November Reads 2020

November Reads 2020

This month I managed to finish 6 lovely books all of which I enjoyed. They were read in the following order:

Beneath Cornish Skies by Kate Ryder

La Belle Sauvage by Philip Pullman

The Angel Maker by Marcia Clayton

People Like Us by Louise Fein

Greenlights by Matthew McConoughay

Woman, Girl, The by Bernadine Evaristo


All are listed to buy on Bookstore, where 10% of your purchase goes to local independent bookshops.

https://uk.bookshop.org/shop/sophylayzell




Beneath Cornish Skies by Kate Ryder

Published 7th Jan 2021 by Aria and Aries


Official Blurb

To an outsider, Cassandra Shaw's life looks perfect. She lives in a beautiful, luxurious house in the English countryside, with a handsome, wealthy boyfriend who insists she needn't do a day's work in her life. But Cassie knows that something is not right. Her boyfriend has grown colder, treating her more like a housekeeper than a future wife. And her time feels empty and purposeless.

Cassandra has always been riddled with insecurities and self-doubt, but, just for once, she decides to take a chance on a new beginning. She answers an advert for a live-in nanny, dogwalker, cook and all-round 'Superhuman' for a family living in a rambling manor house on the rugged North Cornish coast. The work is hard and tiring, but Cassie has never felt so fulfilled.

As Cassie learns to connect with the natural beauty unfolding around her, Cornwall starts to offer up its secrets. Soon, Cassie starts wondering if she was drawn to this isolated part of the coast for a reason. Why was she guided to Foxcombe Manor? What are the flashes of light she sees in the valley? Is it her imagination or does someone brush past her? And who is the mysterious man living deep in the woods?

A beautiful romance with a hint of ghostliness, Beneath Cornish Skies is for anyone who has ever longed to start their lives again.


My Review

I don’t usually read romantic fiction but it was a nice easy read, well written with interesting research into the Cornish location. The landscape and history was the highlight for me and the whimsical ‘ghostliness’ a satisfying sub-plot. It was predictable, but aren’t books like this meant to be? It simply meant it all tied up very neatly at the end and wouldn’t be great if real life were like that!

→ **Data provided**
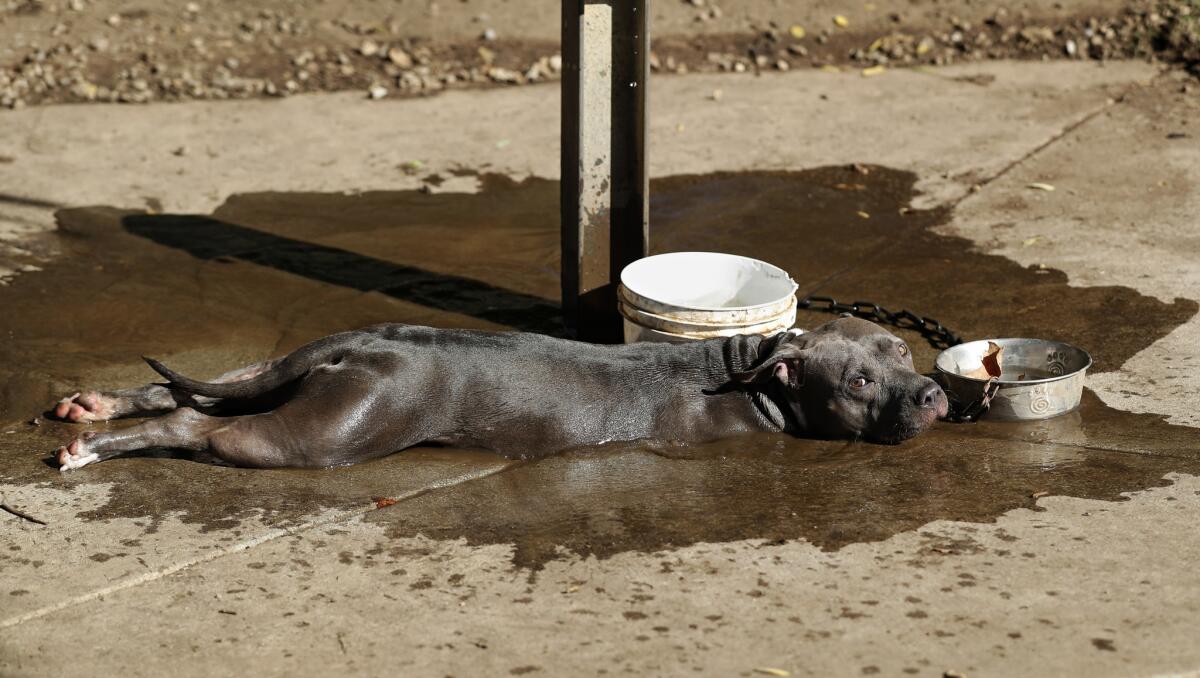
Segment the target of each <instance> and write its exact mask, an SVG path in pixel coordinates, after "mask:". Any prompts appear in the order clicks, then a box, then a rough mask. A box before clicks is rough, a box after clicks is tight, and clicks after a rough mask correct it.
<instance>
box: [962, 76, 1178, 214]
mask: <svg viewBox="0 0 1200 678" xmlns="http://www.w3.org/2000/svg"><path fill="white" fill-rule="evenodd" d="M1162 77H1163V72H1159V73H1158V74H1156V76H1154V77H1153V78H1151V79H1150V80H1148V82H1147V83H1145V84H1142V83H1133V84H1129V85H1128V86H1126V88H1124V90H1123V91H1122V92H1121V95H1120V96H1117V97H1110V98H1109V100H1108V101H1105V102H1104V103H1103V104H1100V106H1099V107H1097V108H1096V110H1093V112H1091V113H1087V114H1086V115H1084V116H1082V118H1080V119H1079V120H1076V121H1074V122H1072V124H1070V125H1067V126H1066V127H1063V128H1062V130H1060V131H1058V133H1057V134H1055V136H1052V137H1050V138H1049V139H1046V140H1045V142H1042V143H1040V144H1038V145H1037V146H1036V148H1033V149H1031V150H1030V151H1028V152H1026V154H1025V155H1022V156H1021V157H1019V158H1016V160H1014V161H1013V162H1009V163H1008V164H1006V166H1004V167H1003V168H1002V169H1001V170H1000V172H997V173H996V174H992V175H991V176H989V178H986V179H984V180H983V181H979V184H978V186H979V187H980V188H982V187H984V186H986V185H989V184H991V182H992V181H996V180H997V179H1000V178H1001V176H1003V175H1006V174H1008V173H1009V172H1010V170H1012V169H1014V168H1016V167H1018V166H1020V164H1022V163H1025V162H1026V161H1028V160H1031V158H1033V157H1034V156H1037V155H1038V154H1040V152H1042V151H1044V150H1046V149H1048V148H1050V146H1052V145H1054V144H1056V143H1058V142H1060V140H1062V139H1063V138H1066V137H1068V136H1070V134H1072V133H1073V132H1074V131H1075V130H1079V128H1080V127H1082V126H1084V125H1087V124H1088V122H1091V121H1092V120H1094V119H1096V118H1097V116H1099V115H1100V114H1103V113H1104V112H1106V110H1109V109H1111V108H1112V107H1115V106H1116V104H1118V103H1121V102H1122V101H1123V100H1124V97H1126V96H1128V95H1129V92H1130V91H1133V89H1134V88H1140V86H1147V88H1148V86H1151V85H1153V84H1154V83H1156V82H1158V79H1159V78H1162ZM972 194H974V191H968V192H966V193H964V194H961V196H959V197H958V198H955V199H954V200H952V202H950V203H949V206H950V208H958V206H959V204H960V203H961V202H962V200H965V199H967V198H968V197H971V196H972Z"/></svg>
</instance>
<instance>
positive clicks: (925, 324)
mask: <svg viewBox="0 0 1200 678" xmlns="http://www.w3.org/2000/svg"><path fill="white" fill-rule="evenodd" d="M797 307H798V308H806V310H810V311H827V312H829V313H851V314H853V316H858V317H859V318H865V319H868V320H874V322H876V323H886V324H888V325H894V326H896V328H900V329H901V330H916V331H917V332H919V334H920V336H923V337H925V341H928V342H929V343H930V344H932V347H934V348H950V347H952V346H958V344H960V343H962V337H960V336H959V335H958V334H955V332H954V331H953V330H950V329H948V328H943V326H942V324H941V323H938V322H937V320H935V319H932V318H926V317H922V316H918V314H916V313H913V312H912V311H908V310H906V308H901V310H900V311H898V312H895V313H893V312H892V311H888V310H887V308H884V307H882V306H880V305H878V304H871V302H870V301H856V302H853V304H842V302H840V301H838V300H836V299H834V298H832V296H815V295H814V296H805V298H804V299H802V300H799V301H798V302H797Z"/></svg>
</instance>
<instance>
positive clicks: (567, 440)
mask: <svg viewBox="0 0 1200 678" xmlns="http://www.w3.org/2000/svg"><path fill="white" fill-rule="evenodd" d="M146 360H148V362H149V364H150V366H151V367H154V370H155V371H156V372H158V373H160V374H162V376H163V377H164V378H166V379H167V380H168V384H148V385H145V386H139V388H136V389H126V390H120V391H113V392H104V394H101V392H86V394H76V395H74V396H71V397H67V398H64V400H62V401H60V402H59V403H58V404H56V406H55V408H54V414H55V415H56V416H59V418H61V419H66V420H70V421H97V420H106V419H113V418H118V416H131V415H145V414H149V413H163V412H169V414H167V415H166V416H161V418H158V419H152V420H149V421H146V422H143V424H140V425H137V426H131V427H128V428H121V430H116V431H106V432H94V431H88V432H84V433H80V434H79V436H77V437H76V438H74V439H73V440H71V442H70V443H68V444H67V445H66V446H64V448H60V449H59V450H58V461H59V463H60V464H61V469H62V470H68V469H76V468H79V467H83V466H86V464H89V463H92V462H97V461H104V460H107V458H110V457H114V456H118V455H120V454H121V452H128V451H133V450H142V449H146V448H172V449H184V450H194V451H204V452H209V454H211V455H215V456H216V457H218V458H221V460H223V461H226V462H229V463H233V464H236V466H247V467H331V466H341V464H350V463H355V462H360V461H362V460H368V458H373V457H380V456H384V455H388V454H391V452H395V451H397V450H402V449H404V448H409V446H412V445H416V444H420V443H443V444H448V445H458V446H470V448H486V449H490V450H496V451H498V452H502V454H505V455H521V456H527V455H540V454H546V452H553V451H558V450H563V449H566V448H575V446H581V445H594V444H602V443H607V442H611V440H636V439H641V438H653V439H658V440H671V442H680V443H700V442H706V440H714V439H716V438H725V437H728V436H736V434H739V433H748V432H752V431H770V432H787V433H792V434H796V436H814V437H827V438H865V439H868V440H872V442H881V443H898V442H900V440H904V439H906V438H911V437H913V436H916V434H917V433H919V432H922V431H924V430H925V428H928V427H929V426H930V425H931V424H932V422H934V421H935V420H936V419H938V418H941V416H944V415H946V410H947V400H946V394H943V392H942V389H940V388H938V386H937V384H935V383H934V382H932V380H931V379H929V378H926V377H923V376H920V374H918V373H917V372H916V371H914V370H913V366H912V356H911V355H910V354H908V347H907V346H906V344H905V343H904V342H902V341H900V340H899V338H898V337H895V336H894V335H892V334H889V332H887V331H886V330H883V329H882V328H880V326H878V325H875V324H872V323H869V322H866V320H860V319H857V318H839V319H836V320H833V322H830V323H827V324H824V325H822V326H821V328H818V329H816V330H815V331H812V332H808V334H800V335H796V334H792V332H784V334H780V335H775V336H772V337H762V336H734V337H728V338H715V340H707V341H697V342H692V343H683V344H667V343H636V344H625V346H599V344H588V343H582V342H574V341H568V340H559V338H552V337H547V336H541V335H530V334H518V332H485V331H468V330H438V329H432V328H420V326H409V325H394V324H388V325H376V326H372V328H367V329H364V330H358V331H353V332H343V334H338V335H332V336H330V337H325V338H323V340H318V341H314V342H312V343H310V344H307V346H305V347H302V348H300V349H298V350H295V352H294V353H292V354H290V355H288V356H286V358H282V359H278V360H272V361H268V362H263V364H259V365H252V366H250V367H246V368H242V370H239V371H235V372H230V373H228V374H224V376H223V377H221V378H220V379H217V380H216V382H211V383H205V382H197V380H193V379H188V378H187V377H184V376H181V374H178V373H175V372H173V371H172V370H169V368H167V367H164V366H163V365H161V364H158V362H157V361H155V360H150V359H146ZM202 410H203V412H202ZM232 413H240V414H238V415H232Z"/></svg>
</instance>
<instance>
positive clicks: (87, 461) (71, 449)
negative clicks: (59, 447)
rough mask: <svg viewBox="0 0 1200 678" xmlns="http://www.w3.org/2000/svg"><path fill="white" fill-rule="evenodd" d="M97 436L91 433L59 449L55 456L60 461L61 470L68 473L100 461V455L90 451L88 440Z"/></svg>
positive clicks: (85, 434) (79, 434)
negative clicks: (92, 463) (78, 468)
mask: <svg viewBox="0 0 1200 678" xmlns="http://www.w3.org/2000/svg"><path fill="white" fill-rule="evenodd" d="M95 436H96V433H94V432H91V431H89V432H86V433H82V434H79V436H77V437H76V438H74V439H73V440H71V442H70V443H67V444H66V445H64V446H61V448H59V449H58V452H56V455H55V456H56V457H58V460H59V470H60V472H62V473H66V472H68V470H74V469H77V468H83V467H85V466H88V464H90V463H92V462H97V461H100V455H98V454H96V452H92V451H89V450H88V440H90V439H91V438H94V437H95Z"/></svg>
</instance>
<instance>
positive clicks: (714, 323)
mask: <svg viewBox="0 0 1200 678" xmlns="http://www.w3.org/2000/svg"><path fill="white" fill-rule="evenodd" d="M620 283H622V284H620V286H619V287H618V296H619V308H620V313H622V316H623V317H624V318H625V342H626V343H631V342H636V341H670V342H680V341H691V340H698V338H712V337H720V336H733V335H744V334H761V335H772V334H775V332H779V331H782V330H787V329H790V328H791V326H792V325H793V324H796V287H797V286H796V282H794V281H793V280H792V278H791V276H788V275H787V271H784V270H782V269H780V268H778V266H773V265H770V264H768V263H766V262H760V260H758V259H751V258H749V257H739V256H736V254H722V253H719V252H672V253H668V254H656V256H654V257H647V258H644V259H638V260H637V262H634V263H632V264H630V265H628V266H625V270H623V271H622V274H620Z"/></svg>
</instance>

→ **Tasks to complete**
(1) In the November reading post, what does the reviewer call the highlight of Beneath Cornish Skies?
(2) Pick up the November reading post after its last sentence and keep writing.

→ **Answers by item number**
(1) The landscape and history.

(2)
The other aspect I enjoyed was the insight into horsemanship, especially as Cassandra has a natural approach rather than the traditional. Not being horsey, this is not something I knew of and was interested to learn about.

Overall it was a nice bit of escapism. Who wouldn’t want to be walking the Cornish coast right now with the excitement of a blossoming new romance on the horizon? Thank you to netgalley for an ARC in exchange for my honest opinion.


My Rating

4 stars


La Belle Sauvage: The Book of Dust Volume One by Philip Pullman

Published 6 Sept 2018 by Penguin and David Fickling Books



Official Blurb

Malcolm Polstead's Oxford life has been one of routine, ordinary even. He is happiest playing with his daemon, Asta, in their canoe, La Belle Sauvage. But now as the rain builds, the world around Malcolm and Asta it seems is set to become increasingly far from ordinary. Finding himself linked to a baby by the name of Lyra Belacqua, Malcolm is forced to undertake the challenge of his life and to make a dangerous journey that will change him and Lyra for ever . . .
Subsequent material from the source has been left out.